┌─ Extract to read

King Kong, Hippie Empowerment And The Towers*

September 11, 2012

King%20Kong%201976%20poster%201
Happening across the movie King Kong on cable the other night, something occurred to me – it might have been the most influential movie of my childhood.

I’d seen the original version watching it on the late, late show when I slept over at a friend’s house in second grade. Not long after, the hype began for the remake.

It was nothing compared to the hullabaloo for some movies now – no cable, no internet – but it seemed to begin a year before and the scope and duration was something I’d never seen at the ripe old age of eight.

I vividly recall a poster in our small-town theater of Kong, astride the Twin Towers of the World Trade Center with a Santa Claus hat perched on his noggin’.

The tagline read “Guess who’s coming for Christmas?”

I knew that it would be months after the national release before it would arrive in our town. That poster should have shown him wearing a leprechaun’s hat and clutching a bottle of Guinness.

Fortunately, I didn’t have to learn a lesson in patience. My dad was kind enough to drive me and several friends into the city to see the movie during our Christmas break.

I did learn a lot of other things. I learned that oil company board rooms were populated by the ruthless, the kind of men who might twirl their moustaches as a train headed down tracks to which a distressed damsel was detained.

└─
┌─ Supplied data

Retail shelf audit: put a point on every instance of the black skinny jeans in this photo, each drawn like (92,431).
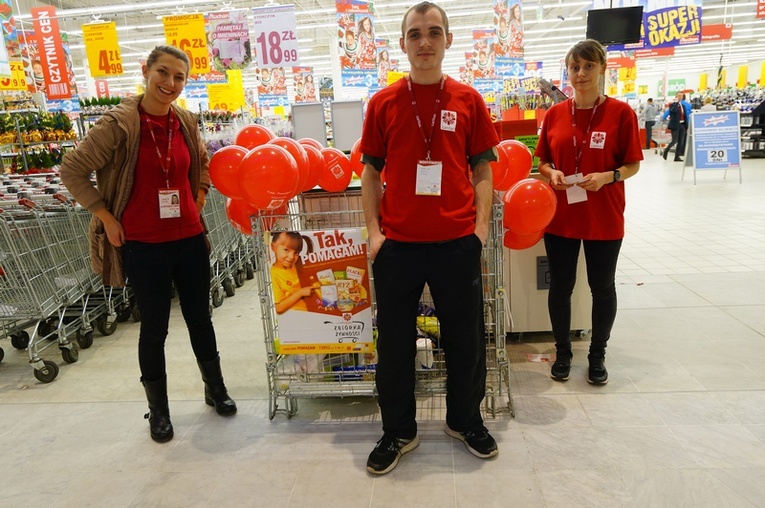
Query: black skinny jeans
(452,271)
(601,257)
(152,268)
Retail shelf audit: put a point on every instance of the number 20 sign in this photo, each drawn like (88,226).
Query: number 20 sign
(275,30)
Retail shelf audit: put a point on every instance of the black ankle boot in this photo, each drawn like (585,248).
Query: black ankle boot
(160,427)
(562,366)
(215,390)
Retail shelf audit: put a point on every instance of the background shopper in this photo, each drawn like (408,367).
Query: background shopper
(588,145)
(428,227)
(143,152)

└─

» Task instructions: Please list every item that the King Kong essay says Kong wears or holds on the theater poster, or says he should have been shown with. The material has no connection to the King Kong essay.

» Output of the task:
- a Santa Claus hat
- a leprechaun's hat
- a bottle of Guinness